(Items from a data source)
______________________________

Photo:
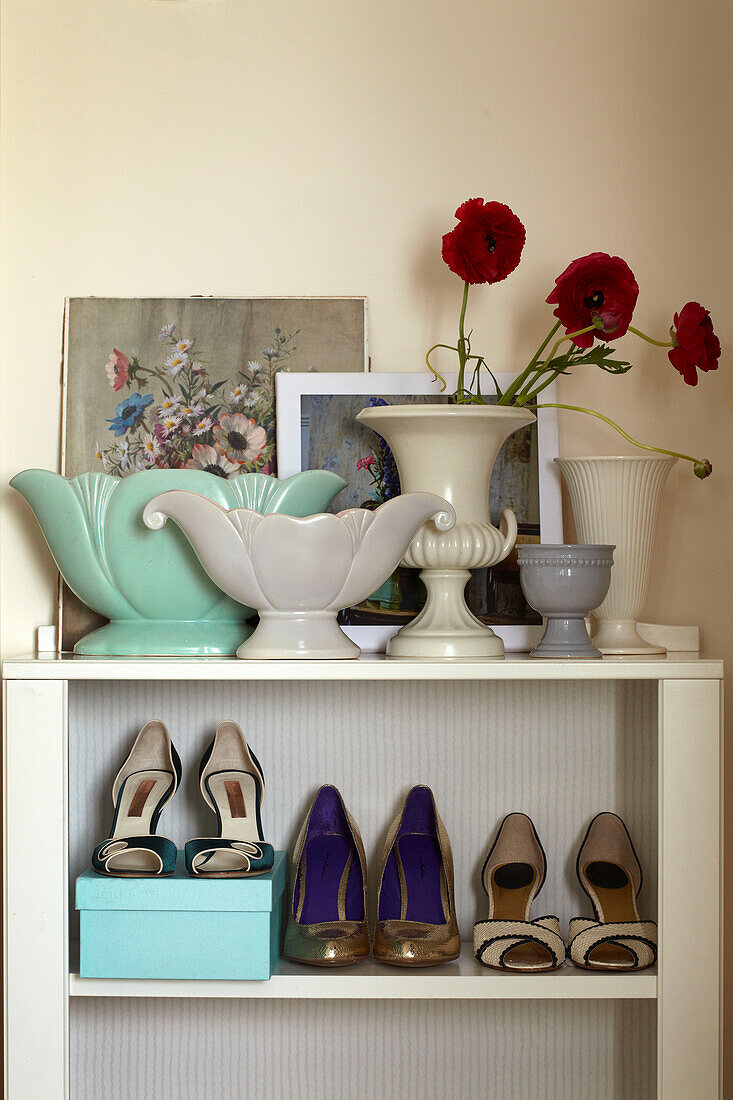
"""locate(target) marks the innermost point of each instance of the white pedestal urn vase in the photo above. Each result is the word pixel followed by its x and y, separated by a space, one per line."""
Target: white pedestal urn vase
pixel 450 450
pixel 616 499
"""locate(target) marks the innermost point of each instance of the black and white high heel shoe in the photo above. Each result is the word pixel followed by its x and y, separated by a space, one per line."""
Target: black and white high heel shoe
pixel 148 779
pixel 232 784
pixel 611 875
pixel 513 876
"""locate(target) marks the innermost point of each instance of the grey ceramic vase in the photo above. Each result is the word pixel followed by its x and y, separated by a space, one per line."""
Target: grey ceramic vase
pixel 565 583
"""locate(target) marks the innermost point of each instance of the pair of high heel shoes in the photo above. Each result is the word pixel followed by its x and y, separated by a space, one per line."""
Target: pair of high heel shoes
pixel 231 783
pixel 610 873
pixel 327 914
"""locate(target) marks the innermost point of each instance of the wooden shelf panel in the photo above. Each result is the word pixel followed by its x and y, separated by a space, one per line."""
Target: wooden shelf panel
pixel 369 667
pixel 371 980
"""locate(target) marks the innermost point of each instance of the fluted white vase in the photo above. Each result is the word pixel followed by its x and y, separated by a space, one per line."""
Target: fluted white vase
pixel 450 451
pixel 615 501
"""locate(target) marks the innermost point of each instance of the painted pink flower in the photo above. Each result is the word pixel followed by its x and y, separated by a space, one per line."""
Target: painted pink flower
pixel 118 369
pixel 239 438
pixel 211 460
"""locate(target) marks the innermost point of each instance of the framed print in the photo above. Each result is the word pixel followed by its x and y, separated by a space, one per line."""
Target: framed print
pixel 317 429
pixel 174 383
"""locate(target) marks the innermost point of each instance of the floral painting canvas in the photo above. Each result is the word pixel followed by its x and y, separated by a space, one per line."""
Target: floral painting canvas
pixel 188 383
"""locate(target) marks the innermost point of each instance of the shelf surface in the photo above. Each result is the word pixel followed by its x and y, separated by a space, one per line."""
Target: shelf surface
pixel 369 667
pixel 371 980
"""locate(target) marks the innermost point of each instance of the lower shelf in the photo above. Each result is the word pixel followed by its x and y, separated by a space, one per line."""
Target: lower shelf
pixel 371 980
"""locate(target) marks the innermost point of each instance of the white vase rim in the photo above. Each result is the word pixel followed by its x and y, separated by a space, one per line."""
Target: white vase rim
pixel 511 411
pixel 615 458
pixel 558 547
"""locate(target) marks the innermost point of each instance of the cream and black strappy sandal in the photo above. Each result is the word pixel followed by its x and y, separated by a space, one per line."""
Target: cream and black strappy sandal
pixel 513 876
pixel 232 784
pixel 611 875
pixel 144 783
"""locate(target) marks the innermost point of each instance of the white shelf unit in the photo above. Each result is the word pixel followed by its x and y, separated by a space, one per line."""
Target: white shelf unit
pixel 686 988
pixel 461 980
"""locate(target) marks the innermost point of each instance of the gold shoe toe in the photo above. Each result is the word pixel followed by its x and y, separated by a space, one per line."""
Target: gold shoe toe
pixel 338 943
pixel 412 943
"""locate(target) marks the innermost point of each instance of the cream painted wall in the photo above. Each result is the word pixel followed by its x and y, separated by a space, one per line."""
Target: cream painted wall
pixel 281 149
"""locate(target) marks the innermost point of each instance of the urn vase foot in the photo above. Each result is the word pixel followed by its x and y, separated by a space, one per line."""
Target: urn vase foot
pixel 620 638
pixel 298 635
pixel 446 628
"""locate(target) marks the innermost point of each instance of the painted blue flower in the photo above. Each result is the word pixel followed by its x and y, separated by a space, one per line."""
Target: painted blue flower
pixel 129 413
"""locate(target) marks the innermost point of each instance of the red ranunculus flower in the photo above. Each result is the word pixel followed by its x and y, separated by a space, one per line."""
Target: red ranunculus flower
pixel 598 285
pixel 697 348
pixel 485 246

______________________________

**Written task:** Can you reproduce the listing above line for line, omitting the pictures?

**Written response:**
Photo:
"""locate(target) marks the innermost point of each instance of the white pedestal urn vase in the photo above. Each result is the word pixel followed by its x and y, separated by a space, one per line."""
Target: white pedestal urn vase
pixel 450 450
pixel 616 499
"""locate(target) marks the innermost point of each instance of the black and white high heel shoe in the photo above. Each result is the word pixel followed by its x and y, separated by a space, one per line."""
Target: black and white high heel shoe
pixel 148 779
pixel 232 784
pixel 611 875
pixel 513 876
"""locate(target) marks the innermost point of each instance of the grey ceramic vase in the photo above. Each result is the word pixel followed by its x and y, separated by a space, one per line."""
Target: grey ceramic vase
pixel 565 583
"""locate(target) marks the innermost point of each instance of the pair of high heel shoes in the photo above. Each result is the word pixel followed by its x and y, separated by a space, one per line."""
Target: pair of high heel shoes
pixel 231 783
pixel 610 873
pixel 327 914
"""locate(target) marks the innermost point of each instance of the wooden shelf panel in the photo above. Each result is the word pixel followed by its x and y, separated by a space, one per line."""
Target: wooden shelf panel
pixel 369 667
pixel 371 980
"""locate(target) marks the innermost point of each instance of the fluted white vase in the photo above. Each result is the word pixel followed by its x and y, separated by a space, one per line."""
Target: fluted white vase
pixel 450 451
pixel 615 501
"""locate(target) marks the innermost point of each instance of the painted pink flower in the photo above. Each result is the word pixel followed by its x and y, separated by a space, one per line."""
Target: painted pink flower
pixel 118 369
pixel 239 438
pixel 211 460
"""locate(target) marks the innermost point of each instance of the framed print in the photo above. Each result is the word pixel followed by its x and y, separated by a space, one per line."""
Target: framed print
pixel 317 429
pixel 174 383
"""locate(target) marks the innermost point of each instance of the floral painting canvas in the photo above. Each result is the word pixel followed by its x and y, separated by a space, one per line."""
Target: floral painting canvas
pixel 188 383
"""locate(target) marks the innermost point of each instance of the shelf surface in the photo above. Each result is the word pixel followed by its x and y, separated by a space, one per line."""
Target: shelf surface
pixel 369 667
pixel 371 980
"""locate(target) marks the innermost point of each instance of the lower shelf in the photo above. Each result is the word pixel followed by its x and y, separated by a space, one per line."""
Target: lower shelf
pixel 371 980
"""locate(target) marks the innermost point of each instance of the white vase rim in the photo above. Each result is the word pixel followed by its x and y, separated by a space, one per line."""
Target: white vase rim
pixel 511 411
pixel 615 458
pixel 558 547
"""locate(target) marks the innermost point of each instance of the cream and black strappy sandal in the photo above. Each result is the word pixel followed by its x and y, separated by a space, one per line."""
Target: cream and black strappy sandal
pixel 513 876
pixel 232 784
pixel 611 875
pixel 144 783
"""locate(target) marks the innermost point of each instance of the white shelf unit in the photo above. Each result is the word pixel followed by its x and y, separated by a space, one per line."""
Target: white shelf unit
pixel 686 988
pixel 461 980
"""locate(target) marks the innermost point of each instance of the gold shoe toe in the photo above. Each result is the word pixel followed by its x and y, separated by a space, one per line."""
Target: gold shoe toe
pixel 338 943
pixel 412 943
"""locate(target) marks the innermost point of each instance of the cream painted wall in the photo above. Each result is the word pixel followed by its x and y, separated by a space, one per line."""
Target: cream painted wall
pixel 281 149
"""locate(target) marks the innermost point of each instance of the urn vase foot in the photo above. Each result is the word pixel followed by its x and y, separated by a space, one per line."""
Target: urn vase foot
pixel 620 638
pixel 298 635
pixel 446 628
"""locate(target) marks the innermost point of each instance of the painted blue flower in the photo above. Each result is the word pixel followed by its x and y, separated by a space, one per line."""
Target: painted blue flower
pixel 129 413
"""locate(target) marks the innermost point of each instance of the red ranunculus flower in the photo above. Each result is the word pixel followed by its x and y, separated by a space, one per line."""
Target: red ranunculus flower
pixel 598 285
pixel 697 348
pixel 485 246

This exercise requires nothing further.